Return each line in the entries below that contains the word "target".

━━ Record list

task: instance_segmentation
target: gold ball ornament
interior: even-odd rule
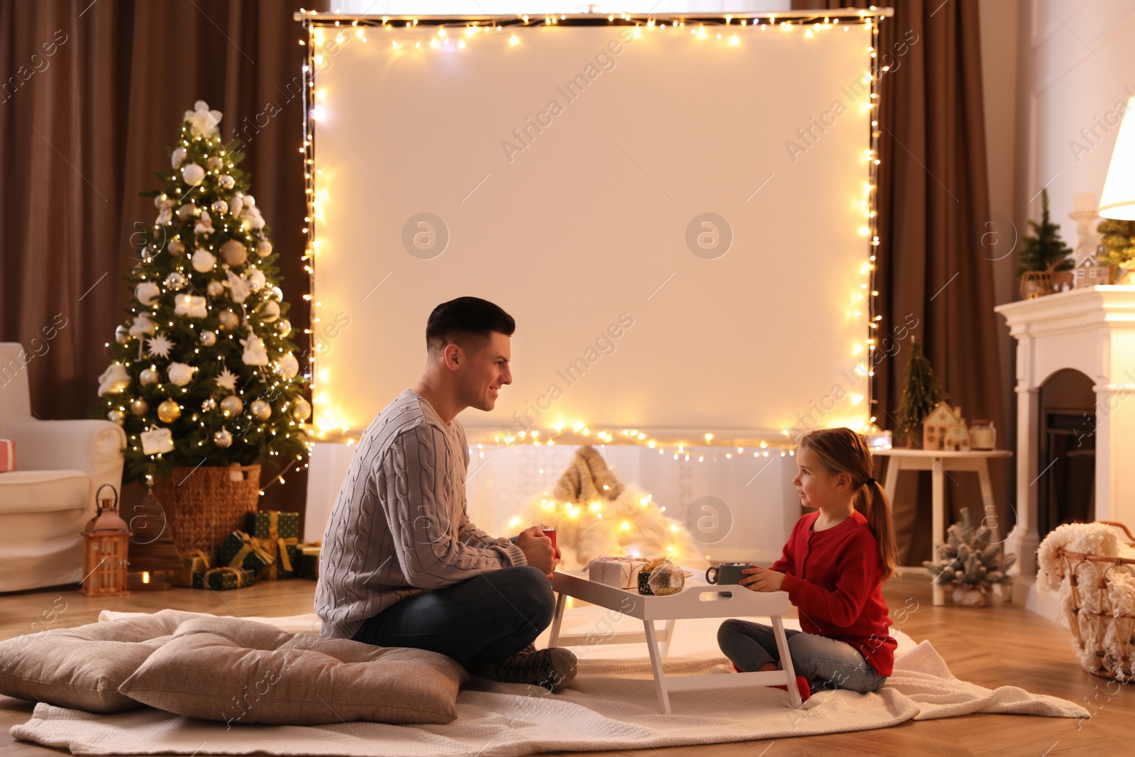
[[[229,434],[228,429],[222,428],[213,434],[213,444],[224,449],[233,444],[233,435]]]
[[[217,321],[221,331],[232,331],[241,325],[241,318],[232,310],[222,310],[220,316],[217,317]]]
[[[182,417],[182,406],[178,405],[173,399],[167,399],[166,402],[158,405],[158,420],[160,420],[162,423],[173,423],[180,417]]]
[[[292,405],[292,418],[301,423],[311,418],[311,403],[303,397],[296,399]]]
[[[253,399],[249,404],[249,412],[252,413],[254,419],[263,423],[272,417],[272,406],[263,399]]]
[[[275,300],[269,300],[263,305],[260,306],[260,320],[266,323],[271,323],[278,320],[280,317],[280,306],[276,304]]]

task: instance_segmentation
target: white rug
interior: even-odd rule
[[[579,608],[573,624],[590,622],[594,608]],[[118,614],[104,613],[102,620]],[[251,619],[250,619],[251,620]],[[311,629],[310,616],[258,619],[292,631]],[[565,619],[566,620],[566,619]],[[716,623],[713,628],[716,629]],[[706,633],[693,621],[682,647],[705,646]],[[630,629],[623,629],[630,630]],[[708,630],[708,626],[705,629]],[[623,645],[598,645],[581,653],[572,688],[560,695],[535,687],[473,679],[457,697],[460,716],[448,725],[402,726],[343,723],[318,727],[239,725],[170,715],[152,708],[118,715],[93,715],[37,705],[32,720],[11,729],[16,739],[70,749],[75,755],[218,754],[246,755],[405,755],[434,757],[519,756],[539,751],[642,749],[814,735],[888,727],[907,720],[968,713],[1008,713],[1051,717],[1088,717],[1079,705],[1028,693],[1016,687],[985,689],[959,681],[928,641],[914,645],[896,631],[900,657],[878,693],[821,691],[792,709],[783,691],[768,688],[711,689],[671,695],[672,715],[657,712],[646,657]],[[712,641],[713,637],[708,637]],[[673,654],[672,653],[672,654]],[[693,651],[666,661],[669,674],[730,675],[720,653]]]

━━━━

◆ **Answer for the task**
target: gold ball ornament
target: white rug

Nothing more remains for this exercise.